* _Aufgabenstellung 1_: Geben Sie den nachstehenden Abschnitt über die Prüfung von Spieluhren vollständig und wortgetreu wieder.

* _Ausgewählter Abschnitt_:
ÖKO-TEST 20 Spieluhren
Krach statt Einschlafhilfe
Es gibt kaum ein Kinderbettchen, in dem keine Spieluhr liegt. Welch Gefahrenpotenzial in diesem Spielzeug jedoch steckt, hat nun das Frankfurter Verbrauchermagazin ÖKO-TEST ans Tageslicht gebracht. Die Untersuchung von 20 Modellen zeigte, dass die Mehrzahl von ihnen viel zu laut ist. „Fünf Uhren beschallen die Babys mit mehr als 80 Dezibel“, berichtet Chefredakteur Jürgen Stellpflug. „Damit überschreiten sie den Wert, der laut der Spielzeugnorm EN71 maximal für ohrnahes Spielzeug erlaubt ist.“ Babys sind nicht in der Lage, sich bei Krach die Ohren zuzuhalten. Die Folge von lauten Geräuschen können neben Hörschäden auch andere gesundheitliche Beeinträchtigungen sein.

* _Aufgabenstellung 2_: Benennen Sie in den Einträgen von der Zeile mit „Please provide the mask of every instance of the power“ bis zur Zeile mit „290 135 L 276“ den Ausdruck „power line“ in „overhead cable“ um. Geben Sie nur diese Zeilen aus und lassen Sie alles Übrige unverändert.

Einträge zur Formannotation
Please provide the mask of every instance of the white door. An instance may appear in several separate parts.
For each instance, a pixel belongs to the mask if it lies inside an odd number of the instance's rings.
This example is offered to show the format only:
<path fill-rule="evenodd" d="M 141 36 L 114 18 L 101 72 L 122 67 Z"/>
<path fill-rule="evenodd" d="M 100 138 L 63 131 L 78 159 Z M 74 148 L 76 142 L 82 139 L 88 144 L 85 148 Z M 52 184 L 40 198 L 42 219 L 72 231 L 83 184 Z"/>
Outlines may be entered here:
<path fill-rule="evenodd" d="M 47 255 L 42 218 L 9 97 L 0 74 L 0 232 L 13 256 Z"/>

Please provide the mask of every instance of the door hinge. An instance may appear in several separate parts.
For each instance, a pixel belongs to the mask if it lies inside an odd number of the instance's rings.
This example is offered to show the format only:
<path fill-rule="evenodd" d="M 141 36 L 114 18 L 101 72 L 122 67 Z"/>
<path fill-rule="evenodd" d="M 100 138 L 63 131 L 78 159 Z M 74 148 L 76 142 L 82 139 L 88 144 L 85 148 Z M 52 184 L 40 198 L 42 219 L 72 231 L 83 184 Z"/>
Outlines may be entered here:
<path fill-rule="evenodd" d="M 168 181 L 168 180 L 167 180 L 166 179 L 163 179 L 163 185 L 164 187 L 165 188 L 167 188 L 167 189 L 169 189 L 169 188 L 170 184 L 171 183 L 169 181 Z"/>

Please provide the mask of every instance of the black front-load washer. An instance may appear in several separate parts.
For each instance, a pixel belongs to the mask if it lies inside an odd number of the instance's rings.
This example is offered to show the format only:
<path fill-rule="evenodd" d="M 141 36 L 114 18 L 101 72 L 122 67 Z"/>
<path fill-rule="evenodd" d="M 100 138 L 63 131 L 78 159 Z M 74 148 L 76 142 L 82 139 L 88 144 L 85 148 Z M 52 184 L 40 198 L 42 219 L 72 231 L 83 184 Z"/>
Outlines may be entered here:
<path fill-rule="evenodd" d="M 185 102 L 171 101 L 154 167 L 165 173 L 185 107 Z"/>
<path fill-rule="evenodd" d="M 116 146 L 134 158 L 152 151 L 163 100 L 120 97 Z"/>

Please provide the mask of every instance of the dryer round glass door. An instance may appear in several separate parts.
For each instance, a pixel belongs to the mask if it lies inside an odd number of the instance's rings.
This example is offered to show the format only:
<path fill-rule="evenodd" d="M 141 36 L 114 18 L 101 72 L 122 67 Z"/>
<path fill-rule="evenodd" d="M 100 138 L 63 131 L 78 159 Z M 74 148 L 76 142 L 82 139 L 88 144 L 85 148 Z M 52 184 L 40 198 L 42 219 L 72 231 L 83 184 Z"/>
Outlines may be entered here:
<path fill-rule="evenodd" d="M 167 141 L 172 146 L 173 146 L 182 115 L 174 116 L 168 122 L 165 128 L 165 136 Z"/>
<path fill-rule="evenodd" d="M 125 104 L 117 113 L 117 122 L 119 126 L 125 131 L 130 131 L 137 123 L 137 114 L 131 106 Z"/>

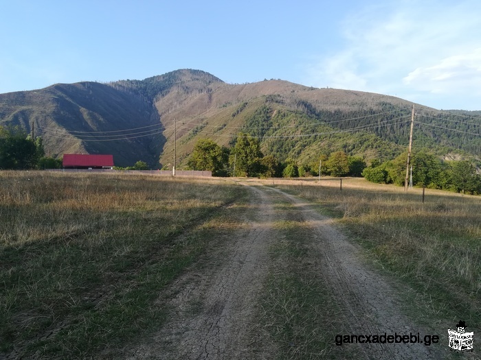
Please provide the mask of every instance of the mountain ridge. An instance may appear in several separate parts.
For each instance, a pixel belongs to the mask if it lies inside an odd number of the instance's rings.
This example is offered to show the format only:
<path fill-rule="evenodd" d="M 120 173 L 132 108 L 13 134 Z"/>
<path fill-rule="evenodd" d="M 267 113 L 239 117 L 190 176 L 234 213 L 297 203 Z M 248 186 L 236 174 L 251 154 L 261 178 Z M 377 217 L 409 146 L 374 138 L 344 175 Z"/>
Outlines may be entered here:
<path fill-rule="evenodd" d="M 228 145 L 240 131 L 260 136 L 263 151 L 282 160 L 309 161 L 320 152 L 335 150 L 370 160 L 402 152 L 412 105 L 390 95 L 315 88 L 280 80 L 227 84 L 201 70 L 180 69 L 144 80 L 56 84 L 0 94 L 0 125 L 30 132 L 34 123 L 49 155 L 113 154 L 116 165 L 122 166 L 142 160 L 155 167 L 160 159 L 168 167 L 174 122 L 181 167 L 199 137 Z M 427 117 L 415 130 L 425 147 L 440 156 L 479 157 L 477 126 L 481 121 L 471 119 L 476 123 L 469 131 L 463 130 L 469 114 L 479 112 L 452 110 L 445 115 L 414 105 L 420 117 Z M 461 123 L 451 118 L 448 122 L 443 116 L 459 117 Z M 269 128 L 260 132 L 255 128 L 259 121 Z M 451 129 L 436 128 L 436 123 L 454 126 L 462 143 L 456 143 L 458 138 Z M 280 126 L 284 128 L 277 128 Z M 350 129 L 355 130 L 350 133 Z"/>

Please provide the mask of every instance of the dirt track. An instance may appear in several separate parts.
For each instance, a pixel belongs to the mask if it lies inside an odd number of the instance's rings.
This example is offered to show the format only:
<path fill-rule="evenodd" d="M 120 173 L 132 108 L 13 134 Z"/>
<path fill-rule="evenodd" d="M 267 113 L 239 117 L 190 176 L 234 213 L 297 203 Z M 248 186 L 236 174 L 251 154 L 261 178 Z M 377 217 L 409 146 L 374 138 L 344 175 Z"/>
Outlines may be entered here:
<path fill-rule="evenodd" d="M 172 309 L 166 324 L 153 338 L 129 351 L 128 359 L 276 357 L 278 349 L 265 333 L 268 329 L 256 321 L 269 269 L 269 248 L 276 241 L 273 224 L 282 220 L 273 205 L 276 198 L 290 202 L 309 224 L 312 249 L 322 264 L 316 275 L 327 280 L 347 314 L 344 318 L 347 317 L 348 334 L 423 333 L 401 315 L 389 283 L 366 268 L 360 260 L 360 250 L 331 219 L 280 190 L 249 189 L 252 210 L 244 225 L 233 230 L 224 249 L 213 252 L 210 263 L 186 273 L 170 287 L 163 296 Z M 357 346 L 357 359 L 441 358 L 433 348 L 422 344 L 351 346 Z M 339 352 L 337 357 L 343 356 Z"/>

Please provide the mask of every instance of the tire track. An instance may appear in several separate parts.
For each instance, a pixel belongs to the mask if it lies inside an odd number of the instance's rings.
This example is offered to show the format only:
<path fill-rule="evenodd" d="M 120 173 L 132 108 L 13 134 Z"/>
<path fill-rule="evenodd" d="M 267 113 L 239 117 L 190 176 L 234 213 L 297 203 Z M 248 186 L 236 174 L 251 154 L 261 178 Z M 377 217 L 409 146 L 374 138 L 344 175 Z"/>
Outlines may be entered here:
<path fill-rule="evenodd" d="M 172 286 L 172 291 L 181 289 L 170 294 L 172 320 L 128 359 L 272 358 L 273 348 L 262 354 L 250 345 L 262 336 L 255 308 L 267 274 L 274 211 L 263 191 L 249 190 L 255 220 L 232 234 L 227 258 L 215 273 L 188 274 Z M 196 302 L 201 309 L 192 314 Z M 253 335 L 253 329 L 258 333 Z"/>
<path fill-rule="evenodd" d="M 319 214 L 304 200 L 273 190 L 289 199 L 311 225 L 316 239 L 314 248 L 323 259 L 320 270 L 350 314 L 350 333 L 427 333 L 402 315 L 392 287 L 361 263 L 359 247 L 335 228 L 332 219 Z M 364 359 L 443 358 L 434 348 L 423 344 L 364 344 L 357 348 Z"/>

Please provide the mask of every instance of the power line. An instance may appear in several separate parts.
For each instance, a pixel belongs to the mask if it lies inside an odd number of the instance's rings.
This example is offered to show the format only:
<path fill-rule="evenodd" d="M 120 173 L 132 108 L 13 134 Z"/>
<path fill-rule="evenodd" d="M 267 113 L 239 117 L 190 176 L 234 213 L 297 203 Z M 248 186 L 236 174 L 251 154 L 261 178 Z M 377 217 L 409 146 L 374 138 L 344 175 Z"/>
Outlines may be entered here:
<path fill-rule="evenodd" d="M 432 123 L 423 123 L 423 121 L 416 121 L 418 123 L 423 124 L 423 125 L 427 125 L 428 126 L 432 126 L 434 128 L 439 128 L 440 129 L 445 129 L 447 130 L 451 130 L 451 131 L 455 131 L 456 132 L 461 132 L 462 134 L 468 134 L 469 135 L 474 135 L 475 136 L 481 136 L 481 134 L 476 134 L 474 132 L 468 132 L 467 131 L 462 131 L 462 130 L 457 130 L 456 129 L 451 129 L 449 128 L 445 128 L 444 126 L 439 126 L 437 125 L 433 125 Z"/>
<path fill-rule="evenodd" d="M 290 135 L 276 135 L 276 136 L 256 136 L 256 135 L 251 135 L 251 136 L 252 136 L 253 137 L 262 138 L 262 139 L 285 139 L 285 138 L 291 138 L 291 137 L 306 137 L 306 136 L 316 136 L 316 135 L 330 135 L 330 134 L 339 134 L 339 133 L 343 133 L 343 132 L 353 132 L 353 131 L 357 131 L 357 130 L 368 130 L 369 128 L 383 128 L 384 126 L 389 126 L 391 125 L 396 125 L 396 124 L 399 124 L 399 123 L 407 123 L 409 121 L 402 120 L 400 121 L 396 121 L 395 123 L 382 124 L 382 123 L 387 123 L 388 121 L 392 121 L 393 120 L 399 120 L 401 119 L 405 119 L 406 117 L 410 117 L 410 116 L 411 115 L 406 115 L 406 116 L 398 117 L 396 119 L 392 119 L 390 120 L 381 121 L 381 123 L 375 123 L 375 124 L 363 125 L 361 125 L 361 126 L 357 126 L 355 128 L 351 128 L 350 129 L 333 130 L 333 131 L 324 132 L 312 132 L 312 133 L 309 133 L 309 134 L 290 134 Z M 220 137 L 232 137 L 232 136 L 236 135 L 236 134 L 216 134 L 215 132 L 203 132 L 203 134 L 204 134 L 204 135 L 214 135 L 214 136 L 220 136 Z"/>
<path fill-rule="evenodd" d="M 423 114 L 417 114 L 417 115 L 419 116 L 422 116 L 424 117 L 429 117 L 429 119 L 434 119 L 435 120 L 439 120 L 441 121 L 451 121 L 452 123 L 460 123 L 464 124 L 464 125 L 473 125 L 474 126 L 481 126 L 481 123 L 466 123 L 466 122 L 462 121 L 461 120 L 453 120 L 452 119 L 443 119 L 443 118 L 440 118 L 440 117 L 430 117 L 429 115 L 424 115 Z M 480 118 L 480 120 L 481 120 L 481 118 Z"/>
<path fill-rule="evenodd" d="M 481 116 L 473 117 L 473 116 L 468 115 L 466 114 L 456 114 L 454 112 L 451 112 L 449 111 L 443 111 L 440 110 L 431 109 L 429 108 L 423 108 L 422 106 L 420 107 L 419 109 L 425 110 L 425 111 L 431 111 L 432 112 L 439 112 L 440 114 L 446 114 L 447 115 L 451 115 L 451 116 L 454 116 L 454 117 L 469 117 L 471 119 L 477 119 L 478 120 L 481 120 Z M 418 114 L 418 115 L 419 115 L 419 114 Z"/>

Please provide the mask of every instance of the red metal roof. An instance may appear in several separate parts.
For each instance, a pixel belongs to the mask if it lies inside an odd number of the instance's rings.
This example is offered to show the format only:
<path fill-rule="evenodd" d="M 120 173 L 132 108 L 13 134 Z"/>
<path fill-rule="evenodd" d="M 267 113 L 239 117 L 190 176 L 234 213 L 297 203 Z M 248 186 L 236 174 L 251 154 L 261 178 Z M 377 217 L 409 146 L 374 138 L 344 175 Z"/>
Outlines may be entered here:
<path fill-rule="evenodd" d="M 112 167 L 113 155 L 64 154 L 63 163 L 64 167 Z"/>

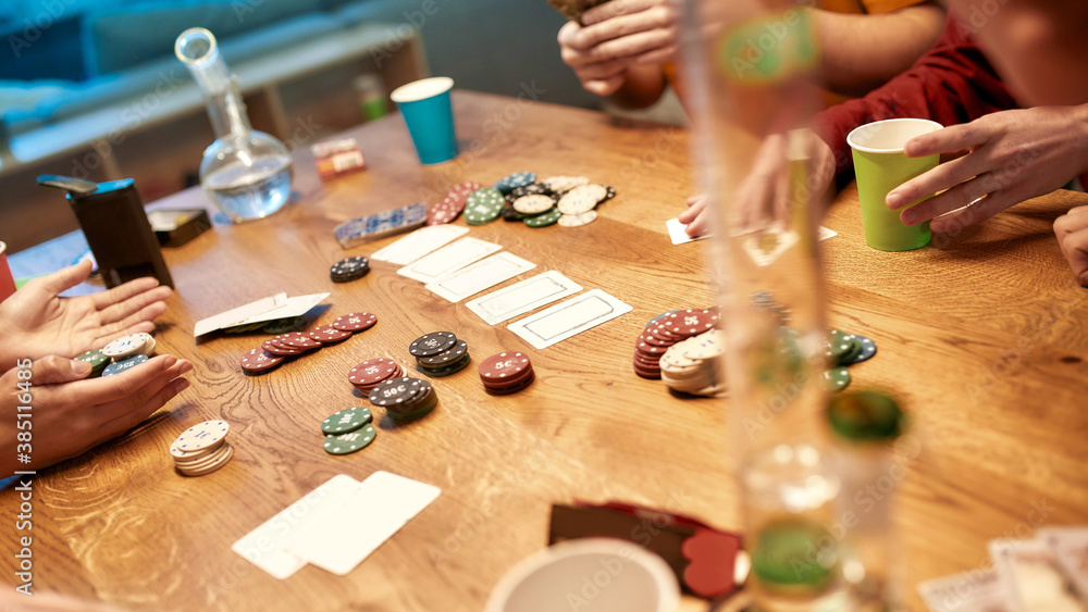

* _Lösung der Aufgabe 1_:
ÖKO-TEST 20 Spieluhren
Krach statt Einschlafhilfe
Es gibt kaum ein Kinderbettchen, in dem keine Spieluhr liegt. Welch Gefahrenpotenzial in diesem Spielzeug jedoch steckt, hat nun das Frankfurter Verbrauchermagazin ÖKO-TEST ans Tageslicht gebracht. Die Untersuchung von 20 Modellen zeigte, dass die Mehrzahl von ihnen viel zu laut ist. „Fünf Uhren beschallen die Babys mit mehr als 80 Dezibel“, berichtet Chefredakteur Jürgen Stellpflug. „Damit überschreiten sie den Wert, der laut der Spielzeugnorm EN71 maximal für ohrnahes Spielzeug erlaubt ist.“ Babys sind nicht in der Lage, sich bei Krach die Ohren zuzuhalten. Die Folge von lauten Geräuschen können neben Hörschäden auch andere gesundheitliche Beeinträchtigungen sein.

* _Lösung der Aufgabe 2_:
Please provide the mask of every instance of the overhead cable. An instance may appear in several separate parts.
For each instance, a pixel belongs to the mask if it lies inside an odd number of the instance's rings.
This example is offered to show the format only:
<path fill-rule="evenodd" d="M 120 173 L 132 108 L 13 134 Z"/>
<path fill-rule="evenodd" d="M 267 113 L 239 117 L 190 176 L 234 213 L 297 203 Z M 248 186 L 236 174 L 251 154 L 261 178 Z M 377 217 L 409 146 L 374 138 L 344 175 Z"/>
Outlines may be entered here:
<path fill-rule="evenodd" d="M 432 123 L 423 123 L 423 121 L 416 121 L 418 123 L 423 124 L 423 125 L 427 125 L 428 126 L 432 126 L 434 128 L 439 128 L 440 129 L 445 129 L 447 130 L 451 130 L 451 131 L 455 131 L 456 132 L 461 132 L 462 134 L 468 134 L 469 135 L 474 135 L 475 136 L 481 136 L 481 134 L 476 134 L 474 132 L 468 132 L 467 131 L 462 131 L 462 130 L 457 130 L 456 129 L 451 129 L 449 128 L 445 128 L 444 126 L 439 126 L 437 125 L 433 125 Z"/>
<path fill-rule="evenodd" d="M 290 135 L 276 135 L 276 136 L 256 136 L 256 135 L 251 135 L 251 136 L 252 136 L 253 137 L 262 138 L 262 139 L 285 139 L 285 138 L 291 138 L 291 137 L 306 137 L 306 136 L 316 136 L 316 135 L 330 135 L 330 134 L 339 134 L 339 133 L 343 133 L 343 132 L 353 132 L 353 131 L 357 131 L 357 130 L 368 130 L 369 128 L 383 128 L 384 126 L 389 126 L 391 125 L 396 125 L 396 124 L 399 124 L 399 123 L 407 123 L 409 121 L 402 120 L 400 121 L 396 121 L 395 123 L 382 124 L 382 123 L 387 123 L 388 121 L 392 121 L 393 120 L 399 120 L 401 119 L 405 119 L 406 117 L 410 117 L 410 116 L 411 115 L 406 115 L 406 116 L 398 117 L 396 119 L 392 119 L 390 120 L 381 121 L 381 123 L 375 123 L 375 124 L 363 125 L 361 125 L 361 126 L 357 126 L 355 128 L 351 128 L 350 129 L 333 130 L 333 131 L 324 132 L 312 132 L 312 133 L 309 133 L 309 134 L 290 134 Z M 220 137 L 232 137 L 232 136 L 236 135 L 236 134 L 216 134 L 215 132 L 203 132 L 203 134 L 204 134 L 204 135 L 214 135 L 214 136 L 220 136 Z"/>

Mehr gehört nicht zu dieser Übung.